_Extrait du texte_
┄┄┄┄┄┄

Ce séminaire, « Le moment de conclure » m’a complètement désarmé. Je me suis même retrouvé en proie à un véritable sentiment de détresse à l’idée d’avoir à en dire quelque chose. Détresse qui allitérait à l’extension infinie du travail des tresses conduit par Lacan. D’où mon titre.   À l’origine, lorsque Élisabeth m’a adressé l’annonce de ce projet de travail dont un des aspects se complétait d’un « et après » : « Le moment de conclure, et après ? » je n’ai pas hésité à me proposer. J’aimais bien ce « et après ? » qui gouaillait un peu, comme un « et alors ? ». Et puis il y avait une réponse :  « La topologie et le Temps », séminaire suivant, avec en arrière-plan l’affirmation que pour l’homme vient toujours un temps où il n’est plus temps. Et comme il se trouve que je me débrouille assez bien avec le nœud borroméen et que j’ai par atavisme et pratique maritimes les nœuds en sympathie, je me suis cru à même de communiquer. Je pensais que ce serait une bonne occasion de me pousser au travail. J’ai rapidement déchanté, au point que j’ai voulu me désister. Alors là, je peux vous dire qu’Élisabeth, qui n’a pas l’air comme ça, est parfaitement intransigeante. Ce qui fait que me voici, et qu’il a bien fallu faire quelque chose. Je m’y suis pris d’une façon que je n’aime pas beaucoup, et qui consiste à aligner les fragments pris chez les autres, a enfiler les citations. Pour couronner le tout, j’ai donc trouvé un abri dans les méthodes du discours universitaire… Enfin, allons-y.  

J’ai donc été retenu par cette interrogation de l’argument : » La psychanalyse ne serait-elle, tout compte fait, qu’une « philosophie ? » Ce qui procède bien sûr de cette phrase de Lacan : » Ce que je fais là, comme l’a remarqué quelqu’un de bon sens qui est Althusser, c’est de la philosophie. Mais la philosophie c’est tout ce que nous savons faire. »[1]  Mais est-ce que cela situe pour autant Lacan dans le champ philosophique ? Ne déplore-t-il pas plutôt de ne savoir faire autre chose, ou mieux ? Subsidiairement faire de la philosophie n’entraîne pas qu’on soit philosophe. J.T.Desanti distingue bien les deux choses, et celles-ci d’avec l’état de professeur de philosophie. Au demeurant, qui sont les philosophes professionnels ? On connaît l’appétence des philosophes antiques à se nicher près du tyran pour se mêler de politique. On sait que ce fut constamment à leurs risques et périls.

┄┄┄┄┄┄

_Données_
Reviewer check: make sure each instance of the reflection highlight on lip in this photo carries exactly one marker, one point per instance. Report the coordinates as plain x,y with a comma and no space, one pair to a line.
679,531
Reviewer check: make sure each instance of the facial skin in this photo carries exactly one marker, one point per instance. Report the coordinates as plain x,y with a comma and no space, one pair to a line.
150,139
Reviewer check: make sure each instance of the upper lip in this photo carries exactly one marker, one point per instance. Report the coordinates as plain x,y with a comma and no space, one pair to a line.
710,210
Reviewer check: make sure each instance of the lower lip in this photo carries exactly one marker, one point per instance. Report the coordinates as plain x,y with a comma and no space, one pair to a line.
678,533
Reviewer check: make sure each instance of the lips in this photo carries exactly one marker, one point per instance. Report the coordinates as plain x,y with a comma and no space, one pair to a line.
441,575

┄┄┄┄┄┄

_Consigne_
Répondez aux questions suivantes à partir de l'extrait sur le séminaire « Le moment de conclure ».
(a) Quel séminaire suivant l'extrait présente-t-il comme la réponse au « et après ? » ?
(b) Selon la phrase de Lacan citée, qui a remarqué que ce qu'il fait, c'est de la philosophie ?
(c) Qui distingue le fait de faire de la philosophie et le fait d'être philosophe ?

_Corrigé_
(a) « La topologie et le Temps ».
(b) Althusser.
(c) J.T. Desanti.